This article provides information on candidates who stood for the 1984 Australian federal election. The election was held on 1 December 1984.

Redistributions and seat changes
Due to the expansion of the House, redistributions occurred in all states.
In New South Wales, the National-held seat of Paterson was abolished and the National-held seat of Riverina was renamed Riverina-Darling. Nine new seats were created: the notionally Labor seats of Charlton, Dobell, Fowler, Gilmore, Greenway, Lindsay and Throsby; and the notionally National seats of Page and Parkes.
The member for Chifley, Russ Gorman (Labor), contested Greenway.
The member for Cowper, Ian Robinson (National), contested Page.
The member for Farrer, Wal Fife (Liberal), contested Hume.
The member for Hunter, Bob Brown (Labor), contested Charlton.
The member for Macarthur, Colin Hollis (Labor), contested Throsby.
The member for Macquarie, Ross Free (Labor), contested Lindsay.
The member for Riverina, Noel Hicks (National), contested Riverina-Darling.
In Victoria, the Liberal-held seat of Balaclava was renamed Goldstein and the Labor-held Diamond Valley was abolished. Seven new seats were created: the notionally Labor seats of Aston, Calwell, Dunkley, Jagajaga, McEwen and Streeton; and the notionally Liberal seat of Menzies. The Labor-held seat of Casey became notionally Liberal.

* [Task to carry out]: From the article on candidates in the 1984 Australian federal election, reproduce the passage from "Redistributions and seat" to "(Labor), contested Throsby.".

* [Provided data]:
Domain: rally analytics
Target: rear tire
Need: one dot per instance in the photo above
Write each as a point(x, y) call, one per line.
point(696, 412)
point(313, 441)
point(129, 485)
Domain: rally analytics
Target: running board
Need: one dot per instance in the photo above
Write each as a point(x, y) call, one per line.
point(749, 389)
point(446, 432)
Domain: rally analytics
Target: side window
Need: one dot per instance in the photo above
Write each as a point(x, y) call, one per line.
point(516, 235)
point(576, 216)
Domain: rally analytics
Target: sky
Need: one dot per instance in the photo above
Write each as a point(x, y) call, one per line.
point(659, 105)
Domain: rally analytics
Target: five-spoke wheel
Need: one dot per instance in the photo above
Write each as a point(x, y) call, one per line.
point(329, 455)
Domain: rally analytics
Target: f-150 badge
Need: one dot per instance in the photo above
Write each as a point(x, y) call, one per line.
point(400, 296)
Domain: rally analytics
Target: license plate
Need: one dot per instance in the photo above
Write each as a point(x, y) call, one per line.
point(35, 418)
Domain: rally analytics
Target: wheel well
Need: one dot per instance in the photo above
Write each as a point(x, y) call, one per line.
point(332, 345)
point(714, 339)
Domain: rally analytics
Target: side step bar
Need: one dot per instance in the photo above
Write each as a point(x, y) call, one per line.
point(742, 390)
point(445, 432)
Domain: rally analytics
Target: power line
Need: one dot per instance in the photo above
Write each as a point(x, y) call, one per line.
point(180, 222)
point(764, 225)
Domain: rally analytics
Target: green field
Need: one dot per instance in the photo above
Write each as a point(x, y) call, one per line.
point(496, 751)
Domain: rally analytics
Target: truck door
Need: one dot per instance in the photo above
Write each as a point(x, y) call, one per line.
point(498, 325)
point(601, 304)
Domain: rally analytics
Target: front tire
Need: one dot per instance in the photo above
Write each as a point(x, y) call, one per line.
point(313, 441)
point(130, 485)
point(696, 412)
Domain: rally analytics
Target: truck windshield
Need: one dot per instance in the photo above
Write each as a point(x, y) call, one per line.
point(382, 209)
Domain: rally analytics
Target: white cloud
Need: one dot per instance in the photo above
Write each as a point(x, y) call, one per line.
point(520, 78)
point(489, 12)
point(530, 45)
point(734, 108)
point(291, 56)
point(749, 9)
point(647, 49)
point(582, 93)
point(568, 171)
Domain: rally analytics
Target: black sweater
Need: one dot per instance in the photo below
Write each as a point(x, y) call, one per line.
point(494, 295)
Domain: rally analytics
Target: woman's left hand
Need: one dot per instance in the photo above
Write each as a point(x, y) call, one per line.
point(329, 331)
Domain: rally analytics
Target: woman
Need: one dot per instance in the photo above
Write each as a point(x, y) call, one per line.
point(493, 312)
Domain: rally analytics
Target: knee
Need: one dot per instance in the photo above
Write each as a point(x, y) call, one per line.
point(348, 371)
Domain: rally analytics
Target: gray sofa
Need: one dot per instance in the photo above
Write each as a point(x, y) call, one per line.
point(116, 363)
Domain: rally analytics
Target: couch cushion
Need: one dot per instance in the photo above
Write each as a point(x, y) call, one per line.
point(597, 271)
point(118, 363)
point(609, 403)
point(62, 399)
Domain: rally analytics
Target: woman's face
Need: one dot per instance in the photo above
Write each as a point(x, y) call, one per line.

* [Solution to this problem]:
Redistributions and seat changes
Due to the expansion of the House, redistributions occurred in all states.
In New South Wales, the National-held seat of Paterson was abolished and the National-held seat of Riverina was renamed Riverina-Darling. Nine new seats were created: the notionally Labor seats of Charlton, Dobell, Fowler, Gilmore, Greenway, Lindsay and Throsby; and the notionally National seats of Page and Parkes.
The member for Chifley, Russ Gorman (Labor), contested Greenway.
The member for Cowper, Ian Robinson (National), contested Page.
The member for Farrer, Wal Fife (Liberal), contested Hume.
The member for Hunter, Bob Brown (Labor), contested Charlton.
The member for Macarthur, Colin Hollis (Labor), contested Throsby.